* **TÂCHE À RÉALISER**: Citez mot pour mot les lignes allant de celle qui contient « 282L868 347L864 406L849 » jusqu'à celle qui contient « positive clicks: (861, 334) », incluse.

====

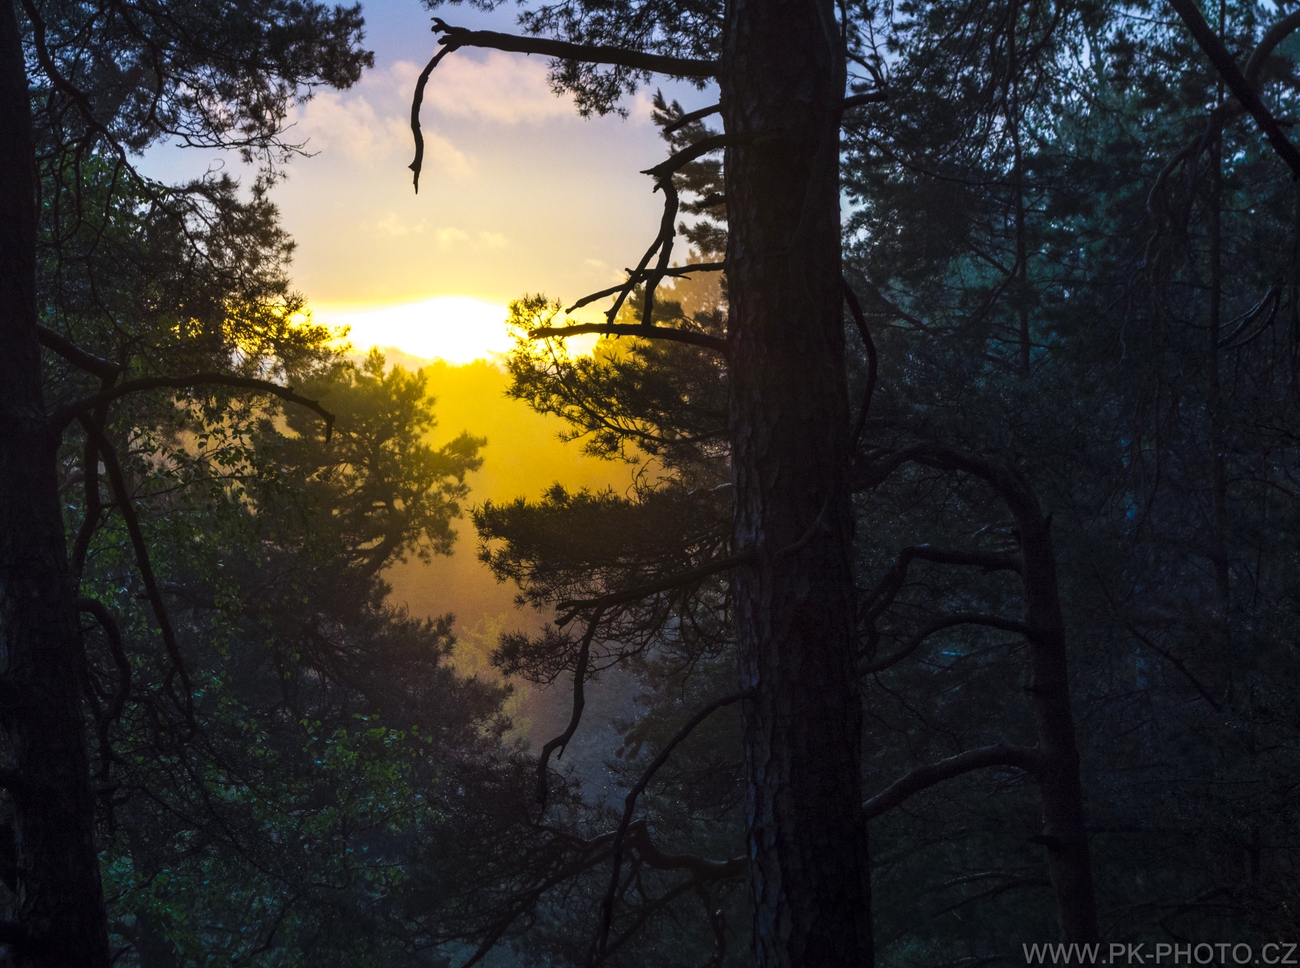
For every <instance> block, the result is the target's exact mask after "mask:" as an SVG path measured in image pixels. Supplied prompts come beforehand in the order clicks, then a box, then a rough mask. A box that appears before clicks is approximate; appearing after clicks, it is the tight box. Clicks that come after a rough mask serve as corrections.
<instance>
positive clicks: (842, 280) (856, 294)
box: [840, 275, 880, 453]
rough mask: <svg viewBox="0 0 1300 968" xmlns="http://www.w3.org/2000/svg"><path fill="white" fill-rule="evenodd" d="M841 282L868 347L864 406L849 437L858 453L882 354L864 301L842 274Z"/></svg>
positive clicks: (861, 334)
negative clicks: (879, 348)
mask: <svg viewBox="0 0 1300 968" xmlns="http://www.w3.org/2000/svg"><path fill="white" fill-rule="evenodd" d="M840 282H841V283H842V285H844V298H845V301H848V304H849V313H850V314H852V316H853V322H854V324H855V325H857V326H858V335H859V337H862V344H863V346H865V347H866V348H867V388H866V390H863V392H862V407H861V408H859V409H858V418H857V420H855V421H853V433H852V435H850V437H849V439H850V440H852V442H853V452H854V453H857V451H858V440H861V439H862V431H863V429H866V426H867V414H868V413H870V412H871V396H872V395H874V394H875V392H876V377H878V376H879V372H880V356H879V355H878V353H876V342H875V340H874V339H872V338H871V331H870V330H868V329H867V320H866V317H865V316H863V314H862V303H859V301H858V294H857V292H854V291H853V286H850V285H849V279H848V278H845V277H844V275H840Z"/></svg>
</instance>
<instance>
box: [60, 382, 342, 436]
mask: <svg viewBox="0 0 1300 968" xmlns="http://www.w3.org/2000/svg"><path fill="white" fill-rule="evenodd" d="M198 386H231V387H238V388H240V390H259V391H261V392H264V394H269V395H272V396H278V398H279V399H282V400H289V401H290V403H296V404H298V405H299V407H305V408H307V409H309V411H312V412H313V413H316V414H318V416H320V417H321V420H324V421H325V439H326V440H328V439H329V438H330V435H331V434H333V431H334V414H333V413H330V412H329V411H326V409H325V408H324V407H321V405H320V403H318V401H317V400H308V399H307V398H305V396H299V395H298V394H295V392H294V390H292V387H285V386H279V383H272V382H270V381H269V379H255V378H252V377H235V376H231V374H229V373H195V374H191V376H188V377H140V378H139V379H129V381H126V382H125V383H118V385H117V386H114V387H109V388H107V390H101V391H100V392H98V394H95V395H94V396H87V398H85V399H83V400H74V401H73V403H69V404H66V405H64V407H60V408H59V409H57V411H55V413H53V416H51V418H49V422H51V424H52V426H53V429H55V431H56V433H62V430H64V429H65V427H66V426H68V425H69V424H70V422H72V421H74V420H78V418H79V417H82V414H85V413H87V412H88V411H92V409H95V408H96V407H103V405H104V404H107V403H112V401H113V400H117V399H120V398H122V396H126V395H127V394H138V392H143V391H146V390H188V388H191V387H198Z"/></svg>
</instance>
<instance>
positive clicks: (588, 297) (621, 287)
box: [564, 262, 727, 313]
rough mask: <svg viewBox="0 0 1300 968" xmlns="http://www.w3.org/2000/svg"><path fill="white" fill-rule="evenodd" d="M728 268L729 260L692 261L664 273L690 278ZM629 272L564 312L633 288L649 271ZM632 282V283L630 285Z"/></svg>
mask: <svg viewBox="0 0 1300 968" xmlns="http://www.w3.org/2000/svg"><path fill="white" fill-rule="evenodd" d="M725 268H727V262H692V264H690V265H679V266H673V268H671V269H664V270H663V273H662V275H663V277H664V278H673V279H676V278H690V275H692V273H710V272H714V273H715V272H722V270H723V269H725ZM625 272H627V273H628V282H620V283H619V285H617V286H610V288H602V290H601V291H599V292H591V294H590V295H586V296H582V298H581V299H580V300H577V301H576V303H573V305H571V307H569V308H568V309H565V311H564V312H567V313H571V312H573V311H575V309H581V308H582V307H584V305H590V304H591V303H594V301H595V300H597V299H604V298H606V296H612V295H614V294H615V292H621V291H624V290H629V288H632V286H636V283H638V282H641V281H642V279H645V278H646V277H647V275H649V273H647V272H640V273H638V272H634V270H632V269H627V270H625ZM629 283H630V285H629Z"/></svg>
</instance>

====

* **EXERCICE CORRIGÉ**:
rough mask: <svg viewBox="0 0 1300 968" xmlns="http://www.w3.org/2000/svg"><path fill="white" fill-rule="evenodd" d="M841 282L868 347L864 406L849 437L858 453L882 354L864 301L842 274Z"/></svg>
positive clicks: (861, 334)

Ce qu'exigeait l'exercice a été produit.